WHAT IS EXPECTED.
Give every line of the records below as a JSON list of strings, one string per line, leaving out any blank lines.

--- start RECORDS FOR PROCESSING ---

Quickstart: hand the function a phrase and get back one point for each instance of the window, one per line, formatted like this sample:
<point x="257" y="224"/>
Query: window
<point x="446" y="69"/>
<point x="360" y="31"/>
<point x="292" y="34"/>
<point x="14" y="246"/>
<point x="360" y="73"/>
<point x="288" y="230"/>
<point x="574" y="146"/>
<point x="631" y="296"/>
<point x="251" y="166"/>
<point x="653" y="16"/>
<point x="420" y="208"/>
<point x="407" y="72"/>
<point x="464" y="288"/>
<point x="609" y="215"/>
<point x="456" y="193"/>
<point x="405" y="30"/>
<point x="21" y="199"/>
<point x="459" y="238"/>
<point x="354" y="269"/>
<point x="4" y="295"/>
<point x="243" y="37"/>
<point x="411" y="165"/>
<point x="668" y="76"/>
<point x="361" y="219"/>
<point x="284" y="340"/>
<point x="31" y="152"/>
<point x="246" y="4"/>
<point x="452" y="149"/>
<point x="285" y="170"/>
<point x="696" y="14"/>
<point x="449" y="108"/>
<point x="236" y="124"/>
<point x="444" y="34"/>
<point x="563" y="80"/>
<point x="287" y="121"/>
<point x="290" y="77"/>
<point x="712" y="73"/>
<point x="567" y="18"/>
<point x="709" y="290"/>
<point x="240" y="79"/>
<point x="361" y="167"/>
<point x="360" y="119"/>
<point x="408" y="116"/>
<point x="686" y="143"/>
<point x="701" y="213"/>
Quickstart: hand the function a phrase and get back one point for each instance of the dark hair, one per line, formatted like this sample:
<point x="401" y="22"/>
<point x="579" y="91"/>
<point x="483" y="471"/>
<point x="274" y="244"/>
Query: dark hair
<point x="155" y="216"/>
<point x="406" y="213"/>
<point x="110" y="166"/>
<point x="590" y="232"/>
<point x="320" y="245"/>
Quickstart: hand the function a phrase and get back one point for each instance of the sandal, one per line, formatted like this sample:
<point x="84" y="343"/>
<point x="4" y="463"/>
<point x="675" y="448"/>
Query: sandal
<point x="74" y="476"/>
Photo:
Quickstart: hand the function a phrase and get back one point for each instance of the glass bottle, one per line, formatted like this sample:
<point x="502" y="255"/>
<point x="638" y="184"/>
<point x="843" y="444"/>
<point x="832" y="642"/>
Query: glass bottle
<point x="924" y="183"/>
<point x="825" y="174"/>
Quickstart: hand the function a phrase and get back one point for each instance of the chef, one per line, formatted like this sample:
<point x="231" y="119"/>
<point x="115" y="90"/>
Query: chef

--- end RECORDS FOR PROCESSING ---

REPLY.
[
  "Quickstart: hand the function a phrase and get back one point for each instance of the window, one per line, formatted like this sample:",
  "<point x=\"257\" y=\"224\"/>",
  "Query: window",
  "<point x=\"446\" y=\"69\"/>",
  "<point x=\"360\" y=\"31\"/>",
  "<point x=\"292\" y=\"34\"/>",
  "<point x=\"14\" y=\"246\"/>",
  "<point x=\"360\" y=\"73\"/>",
  "<point x=\"288\" y=\"230\"/>",
  "<point x=\"574\" y=\"146\"/>",
  "<point x=\"631\" y=\"296\"/>",
  "<point x=\"251\" y=\"166\"/>",
  "<point x=\"653\" y=\"16\"/>",
  "<point x=\"420\" y=\"208\"/>",
  "<point x=\"407\" y=\"72\"/>",
  "<point x=\"464\" y=\"288\"/>",
  "<point x=\"609\" y=\"215\"/>",
  "<point x=\"456\" y=\"193\"/>",
  "<point x=\"405\" y=\"30\"/>",
  "<point x=\"21\" y=\"199\"/>",
  "<point x=\"459\" y=\"238\"/>",
  "<point x=\"354\" y=\"269\"/>",
  "<point x=\"4\" y=\"295\"/>",
  "<point x=\"243\" y=\"37\"/>",
  "<point x=\"411\" y=\"165\"/>",
  "<point x=\"668\" y=\"76\"/>",
  "<point x=\"361\" y=\"219\"/>",
  "<point x=\"284\" y=\"340\"/>",
  "<point x=\"31\" y=\"152\"/>",
  "<point x=\"246\" y=\"4\"/>",
  "<point x=\"452\" y=\"149\"/>",
  "<point x=\"285\" y=\"170\"/>",
  "<point x=\"696\" y=\"14\"/>",
  "<point x=\"449\" y=\"108\"/>",
  "<point x=\"236\" y=\"124\"/>",
  "<point x=\"444\" y=\"34\"/>",
  "<point x=\"563\" y=\"80\"/>",
  "<point x=\"287\" y=\"121\"/>",
  "<point x=\"290\" y=\"77\"/>",
  "<point x=\"712\" y=\"73\"/>",
  "<point x=\"567\" y=\"18\"/>",
  "<point x=\"709\" y=\"290\"/>",
  "<point x=\"240\" y=\"79\"/>",
  "<point x=\"361\" y=\"167\"/>",
  "<point x=\"360\" y=\"119\"/>",
  "<point x=\"408\" y=\"116\"/>",
  "<point x=\"686\" y=\"143\"/>",
  "<point x=\"701\" y=\"213\"/>",
  "Quickstart: hand the function a phrase and get back one point for each instance of the dark hair, one per line, formatted like this sample:",
  "<point x=\"401\" y=\"22\"/>",
  "<point x=\"579\" y=\"91\"/>",
  "<point x=\"483\" y=\"471\"/>",
  "<point x=\"274\" y=\"244\"/>",
  "Query: dark hair",
  "<point x=\"155\" y=\"216\"/>",
  "<point x=\"406\" y=\"213\"/>",
  "<point x=\"110\" y=\"166\"/>",
  "<point x=\"590\" y=\"232\"/>",
  "<point x=\"320\" y=\"245\"/>",
  "Quickstart: hand the function a phrase and get back one point for each instance of the sandal, one per line, formatted like this sample:",
  "<point x=\"84\" y=\"343\"/>",
  "<point x=\"4\" y=\"463\"/>",
  "<point x=\"675\" y=\"448\"/>",
  "Query: sandal",
  "<point x=\"74\" y=\"476\"/>",
  "Photo:",
  "Quickstart: hand the function a phrase and get back one point for each instance of the glass bottle, one per line, formatted like this sample:",
  "<point x=\"502\" y=\"255\"/>",
  "<point x=\"638\" y=\"184\"/>",
  "<point x=\"843\" y=\"444\"/>",
  "<point x=\"832\" y=\"642\"/>",
  "Query: glass bottle",
  "<point x=\"924\" y=\"183\"/>",
  "<point x=\"825\" y=\"174\"/>",
  "Quickstart: hand the function a phrase and get back one point for each instance of the chef, one per line, formatted like this sample:",
  "<point x=\"231\" y=\"119\"/>",
  "<point x=\"115\" y=\"90\"/>",
  "Query: chef"
]